## begin Text extract
CouchbaseClient client = null;
try {
	client = new CouchbaseClient(baseList,"myBucket","","");
	
	long t0 = System.currentTimeMillis();
	client.get("someKey");
	System.out.println(System.currentTimeMillis() - t0);
} finally {
	if(client != null) {
		client.shutdown();
	}
}

the client.get(“someKey”) here returns in 1 or 2ms (< 10ms) which is what I’m expecting. However if I simply do:

long t0 = System.currentTimeMillis();
client.getBulk(new String[]{"someKey"});
System.out.println(System.currentTimeMillis() - t0);

the client.getBulk(new String[]{“someKey”}) returns in 200ms which is clearly unacceptable.
## end Text extract
### What to work on
1) In the Couchbase timing text, how long does the getBulk call for a single key take to return?
2) Quote everything in the records from the line containing "horse --coords pixels" down to the line containing "M44 91L70 92L73", with both of those lines included.
## begin Input rows
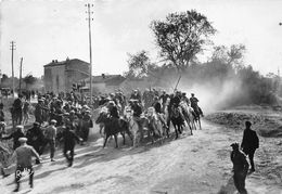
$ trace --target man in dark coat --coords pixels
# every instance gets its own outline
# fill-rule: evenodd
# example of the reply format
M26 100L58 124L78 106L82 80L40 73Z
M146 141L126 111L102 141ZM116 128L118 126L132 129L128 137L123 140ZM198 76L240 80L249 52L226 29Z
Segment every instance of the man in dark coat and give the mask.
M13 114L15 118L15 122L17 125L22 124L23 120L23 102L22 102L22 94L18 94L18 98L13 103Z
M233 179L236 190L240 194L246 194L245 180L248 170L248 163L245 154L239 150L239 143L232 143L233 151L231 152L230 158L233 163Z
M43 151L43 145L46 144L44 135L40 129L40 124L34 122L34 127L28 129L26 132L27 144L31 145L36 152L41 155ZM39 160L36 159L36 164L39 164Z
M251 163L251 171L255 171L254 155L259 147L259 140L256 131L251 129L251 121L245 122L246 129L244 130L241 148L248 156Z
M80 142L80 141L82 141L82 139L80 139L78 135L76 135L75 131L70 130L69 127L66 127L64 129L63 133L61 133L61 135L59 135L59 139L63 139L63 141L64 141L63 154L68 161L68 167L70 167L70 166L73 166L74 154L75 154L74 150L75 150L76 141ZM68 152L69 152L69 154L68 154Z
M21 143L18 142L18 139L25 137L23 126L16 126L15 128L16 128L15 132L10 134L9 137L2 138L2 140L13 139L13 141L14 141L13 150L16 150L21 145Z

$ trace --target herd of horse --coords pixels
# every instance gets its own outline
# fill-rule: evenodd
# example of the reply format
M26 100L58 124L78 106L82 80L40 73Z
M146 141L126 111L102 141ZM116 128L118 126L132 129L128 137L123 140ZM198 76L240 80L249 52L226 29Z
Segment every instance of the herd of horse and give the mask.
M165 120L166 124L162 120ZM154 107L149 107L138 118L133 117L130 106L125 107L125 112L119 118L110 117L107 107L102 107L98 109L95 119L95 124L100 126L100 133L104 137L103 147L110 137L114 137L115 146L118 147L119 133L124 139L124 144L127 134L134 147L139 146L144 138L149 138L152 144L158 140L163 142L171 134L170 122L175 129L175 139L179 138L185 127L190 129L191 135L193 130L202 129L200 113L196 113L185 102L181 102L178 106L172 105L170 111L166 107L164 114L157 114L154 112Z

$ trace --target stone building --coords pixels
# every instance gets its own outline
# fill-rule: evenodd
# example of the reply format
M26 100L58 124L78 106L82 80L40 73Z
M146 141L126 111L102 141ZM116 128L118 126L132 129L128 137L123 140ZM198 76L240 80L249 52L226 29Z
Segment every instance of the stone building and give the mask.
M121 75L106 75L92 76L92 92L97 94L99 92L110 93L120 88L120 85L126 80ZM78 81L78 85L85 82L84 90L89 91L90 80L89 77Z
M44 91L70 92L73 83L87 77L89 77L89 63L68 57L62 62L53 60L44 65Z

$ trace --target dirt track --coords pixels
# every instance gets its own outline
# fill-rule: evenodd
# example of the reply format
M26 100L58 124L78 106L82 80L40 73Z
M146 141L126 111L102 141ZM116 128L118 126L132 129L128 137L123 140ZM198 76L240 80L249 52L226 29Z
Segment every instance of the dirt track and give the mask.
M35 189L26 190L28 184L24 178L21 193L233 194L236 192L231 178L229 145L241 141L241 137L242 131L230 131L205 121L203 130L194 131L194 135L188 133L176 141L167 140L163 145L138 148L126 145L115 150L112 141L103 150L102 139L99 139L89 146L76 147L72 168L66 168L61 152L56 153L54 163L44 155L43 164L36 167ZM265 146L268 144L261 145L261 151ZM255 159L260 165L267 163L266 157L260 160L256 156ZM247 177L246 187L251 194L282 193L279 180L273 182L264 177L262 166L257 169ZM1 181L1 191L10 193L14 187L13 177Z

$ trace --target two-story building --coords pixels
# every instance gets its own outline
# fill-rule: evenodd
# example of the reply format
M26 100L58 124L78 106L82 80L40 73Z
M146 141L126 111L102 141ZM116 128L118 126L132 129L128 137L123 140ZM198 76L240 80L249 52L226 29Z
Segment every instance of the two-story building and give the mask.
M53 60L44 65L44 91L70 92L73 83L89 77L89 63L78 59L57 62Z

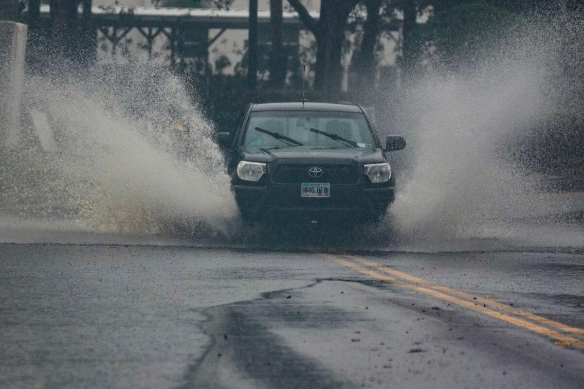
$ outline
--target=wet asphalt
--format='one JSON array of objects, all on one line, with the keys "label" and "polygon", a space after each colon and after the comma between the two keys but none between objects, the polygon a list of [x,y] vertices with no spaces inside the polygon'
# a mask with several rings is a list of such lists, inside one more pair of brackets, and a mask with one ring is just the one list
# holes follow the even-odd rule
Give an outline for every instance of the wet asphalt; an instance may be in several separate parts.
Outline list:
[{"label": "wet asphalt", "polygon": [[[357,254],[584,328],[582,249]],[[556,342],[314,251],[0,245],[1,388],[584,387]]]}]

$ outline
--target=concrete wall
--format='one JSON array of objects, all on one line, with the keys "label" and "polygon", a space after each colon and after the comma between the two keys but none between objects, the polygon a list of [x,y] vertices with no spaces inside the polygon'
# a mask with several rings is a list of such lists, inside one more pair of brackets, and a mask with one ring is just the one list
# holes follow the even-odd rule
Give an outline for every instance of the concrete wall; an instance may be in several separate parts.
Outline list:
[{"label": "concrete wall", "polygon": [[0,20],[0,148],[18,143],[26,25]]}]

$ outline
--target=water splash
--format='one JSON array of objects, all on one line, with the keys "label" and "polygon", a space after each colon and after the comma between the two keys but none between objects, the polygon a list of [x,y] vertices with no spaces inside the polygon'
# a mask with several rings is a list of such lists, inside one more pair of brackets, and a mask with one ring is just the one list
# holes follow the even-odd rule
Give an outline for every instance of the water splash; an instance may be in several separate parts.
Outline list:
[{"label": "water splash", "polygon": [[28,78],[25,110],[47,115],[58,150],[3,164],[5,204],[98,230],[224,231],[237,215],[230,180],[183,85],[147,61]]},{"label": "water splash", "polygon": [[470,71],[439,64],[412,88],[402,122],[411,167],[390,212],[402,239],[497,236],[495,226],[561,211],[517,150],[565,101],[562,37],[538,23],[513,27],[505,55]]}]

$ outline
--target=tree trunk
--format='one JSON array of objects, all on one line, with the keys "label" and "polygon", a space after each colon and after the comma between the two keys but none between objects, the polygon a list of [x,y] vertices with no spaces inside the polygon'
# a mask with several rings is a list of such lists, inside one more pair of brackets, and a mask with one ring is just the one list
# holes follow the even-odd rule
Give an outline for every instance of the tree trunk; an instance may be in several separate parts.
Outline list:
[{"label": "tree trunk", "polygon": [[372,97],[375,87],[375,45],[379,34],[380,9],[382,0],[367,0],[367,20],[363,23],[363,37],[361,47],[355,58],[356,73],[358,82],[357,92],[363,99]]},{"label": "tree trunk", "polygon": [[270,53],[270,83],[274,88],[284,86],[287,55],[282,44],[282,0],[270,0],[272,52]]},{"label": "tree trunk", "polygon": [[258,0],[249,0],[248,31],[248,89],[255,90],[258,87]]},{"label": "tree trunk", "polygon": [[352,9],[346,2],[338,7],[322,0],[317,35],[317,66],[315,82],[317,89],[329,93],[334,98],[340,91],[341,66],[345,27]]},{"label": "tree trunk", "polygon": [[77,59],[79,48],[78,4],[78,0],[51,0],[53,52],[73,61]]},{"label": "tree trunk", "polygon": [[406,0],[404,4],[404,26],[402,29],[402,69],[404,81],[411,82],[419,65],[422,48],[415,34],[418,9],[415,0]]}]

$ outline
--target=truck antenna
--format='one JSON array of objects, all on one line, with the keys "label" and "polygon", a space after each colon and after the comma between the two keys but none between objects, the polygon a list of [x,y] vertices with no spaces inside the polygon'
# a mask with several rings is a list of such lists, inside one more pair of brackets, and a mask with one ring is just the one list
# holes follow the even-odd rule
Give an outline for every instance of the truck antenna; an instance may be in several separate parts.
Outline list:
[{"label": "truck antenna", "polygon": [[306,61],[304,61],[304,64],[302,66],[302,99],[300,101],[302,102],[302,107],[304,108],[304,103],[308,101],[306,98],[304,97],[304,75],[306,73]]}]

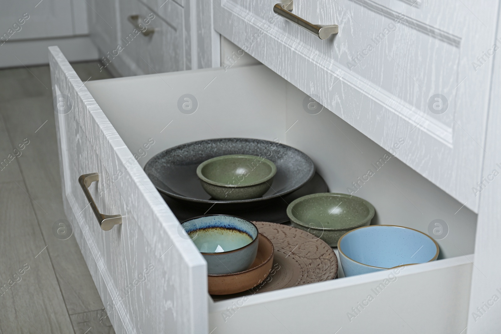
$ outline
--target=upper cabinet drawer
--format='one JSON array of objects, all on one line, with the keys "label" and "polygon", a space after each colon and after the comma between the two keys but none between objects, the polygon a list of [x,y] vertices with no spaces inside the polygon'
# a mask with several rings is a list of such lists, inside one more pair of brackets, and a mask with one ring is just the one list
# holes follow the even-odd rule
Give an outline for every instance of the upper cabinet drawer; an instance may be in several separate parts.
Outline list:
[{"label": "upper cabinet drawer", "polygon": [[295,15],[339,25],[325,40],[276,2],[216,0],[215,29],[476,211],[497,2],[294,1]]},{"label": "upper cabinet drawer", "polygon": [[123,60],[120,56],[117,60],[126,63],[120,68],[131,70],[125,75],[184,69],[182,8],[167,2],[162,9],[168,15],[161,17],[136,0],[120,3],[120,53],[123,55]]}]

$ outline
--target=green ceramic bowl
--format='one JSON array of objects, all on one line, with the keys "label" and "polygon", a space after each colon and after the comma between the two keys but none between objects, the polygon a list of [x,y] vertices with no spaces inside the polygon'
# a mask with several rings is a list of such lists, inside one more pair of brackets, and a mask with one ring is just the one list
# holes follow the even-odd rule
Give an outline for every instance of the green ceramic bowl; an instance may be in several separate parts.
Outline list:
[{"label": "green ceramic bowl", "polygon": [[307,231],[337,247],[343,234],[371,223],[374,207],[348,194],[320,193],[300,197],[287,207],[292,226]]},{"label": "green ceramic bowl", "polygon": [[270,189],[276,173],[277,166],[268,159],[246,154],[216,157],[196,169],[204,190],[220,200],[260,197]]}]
## end Input rows
### Completed exercise
1) 200ms

2)
$ trace --target herd of horse --coords pixels
# every instance gets its own outline
# fill-rule: evenodd
# example of the reply format
M26 100L58 124L78 106L82 80L40 73Z
M146 141L126 111L102 141ZM116 128L118 126L132 129L128 137L123 140ZM198 76L240 80L249 52L226 29Z
Segment every instance of the herd of horse and give the mask.
M165 120L166 124L162 120ZM154 107L149 107L138 118L133 117L130 106L125 107L125 112L119 118L110 117L107 107L102 107L98 109L95 119L95 124L100 126L100 133L104 137L103 147L110 137L114 137L115 146L118 147L119 133L124 139L124 144L127 134L134 147L139 146L144 138L149 138L152 144L158 140L163 142L171 134L170 122L175 129L175 139L179 138L185 127L190 129L191 135L193 130L202 129L200 113L196 113L185 102L181 102L178 106L172 105L170 111L166 107L164 114L157 114L154 112Z

$ trace --target stone building --coords pixels
# every instance gets its own outline
# fill-rule: evenodd
# example of the reply format
M26 100L58 124L78 106L82 80L40 73Z
M146 141L126 111L102 141ZM116 128L118 126L132 129L128 137L123 140ZM198 76L240 80L249 52L226 29Z
Segment every instance of the stone building and give the mask.
M121 75L106 75L92 76L92 92L97 94L99 92L110 93L120 88L120 85L126 80ZM78 81L78 85L85 82L84 90L89 91L90 80L89 77Z
M44 91L70 92L73 83L87 77L89 77L89 63L68 57L62 62L53 60L44 65Z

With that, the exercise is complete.